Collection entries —
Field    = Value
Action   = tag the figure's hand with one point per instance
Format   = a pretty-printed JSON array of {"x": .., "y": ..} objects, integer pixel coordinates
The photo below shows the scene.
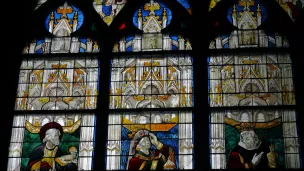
[
  {"x": 257, "y": 158},
  {"x": 153, "y": 139}
]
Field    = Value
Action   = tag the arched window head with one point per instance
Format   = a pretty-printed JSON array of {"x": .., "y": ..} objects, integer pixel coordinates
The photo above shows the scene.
[
  {"x": 108, "y": 9},
  {"x": 62, "y": 22},
  {"x": 151, "y": 18},
  {"x": 291, "y": 7}
]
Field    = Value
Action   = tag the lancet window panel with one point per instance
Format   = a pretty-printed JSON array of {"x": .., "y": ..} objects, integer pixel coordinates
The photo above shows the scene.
[
  {"x": 164, "y": 140},
  {"x": 152, "y": 42},
  {"x": 250, "y": 79},
  {"x": 237, "y": 136},
  {"x": 152, "y": 81},
  {"x": 34, "y": 139},
  {"x": 59, "y": 83},
  {"x": 247, "y": 38},
  {"x": 62, "y": 44}
]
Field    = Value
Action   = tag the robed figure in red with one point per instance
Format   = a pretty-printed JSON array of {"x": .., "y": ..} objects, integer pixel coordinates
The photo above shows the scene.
[{"x": 145, "y": 158}]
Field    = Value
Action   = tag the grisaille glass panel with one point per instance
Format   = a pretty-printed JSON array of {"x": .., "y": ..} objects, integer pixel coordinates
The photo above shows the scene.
[
  {"x": 250, "y": 79},
  {"x": 151, "y": 82},
  {"x": 58, "y": 84}
]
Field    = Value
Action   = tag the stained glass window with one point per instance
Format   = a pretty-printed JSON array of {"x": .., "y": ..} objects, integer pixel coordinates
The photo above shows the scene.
[
  {"x": 250, "y": 79},
  {"x": 138, "y": 138},
  {"x": 185, "y": 4},
  {"x": 213, "y": 4},
  {"x": 151, "y": 82},
  {"x": 58, "y": 84},
  {"x": 52, "y": 139},
  {"x": 58, "y": 141},
  {"x": 108, "y": 9},
  {"x": 61, "y": 22},
  {"x": 252, "y": 137},
  {"x": 172, "y": 148},
  {"x": 238, "y": 135},
  {"x": 39, "y": 3},
  {"x": 151, "y": 18},
  {"x": 291, "y": 7}
]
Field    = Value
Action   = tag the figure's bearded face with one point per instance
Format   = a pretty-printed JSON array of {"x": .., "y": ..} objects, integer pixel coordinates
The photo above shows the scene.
[
  {"x": 54, "y": 139},
  {"x": 144, "y": 143},
  {"x": 52, "y": 136},
  {"x": 250, "y": 139}
]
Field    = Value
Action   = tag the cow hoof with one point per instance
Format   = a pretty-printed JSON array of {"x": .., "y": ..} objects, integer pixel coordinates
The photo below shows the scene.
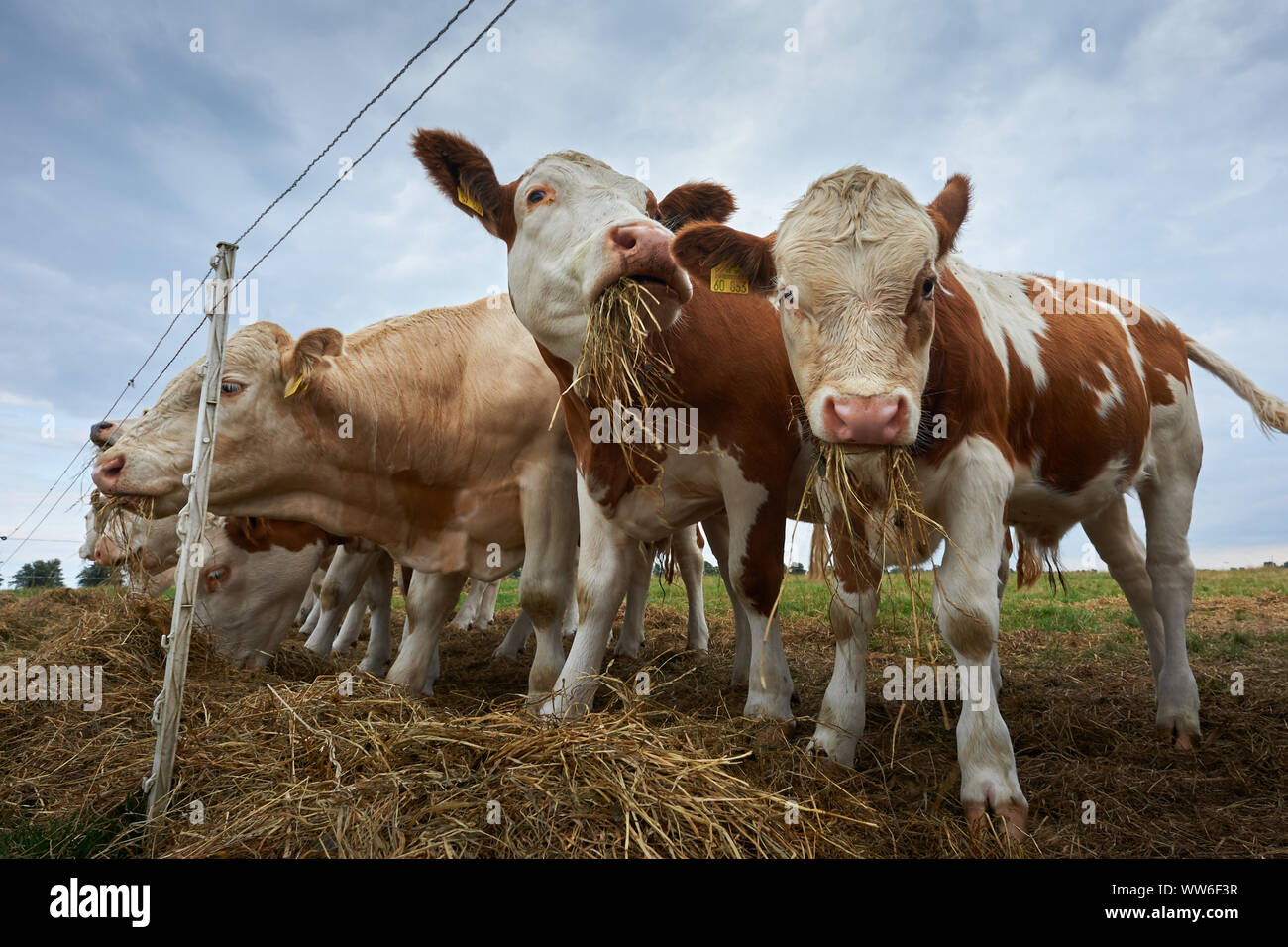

Task — Collect every line in the items above that contains the word "panel", and list those lines.

Finished task —
Action   = tag the lancet window panel with one point per instance
Action   = tag the grisaille glass panel with one point per instance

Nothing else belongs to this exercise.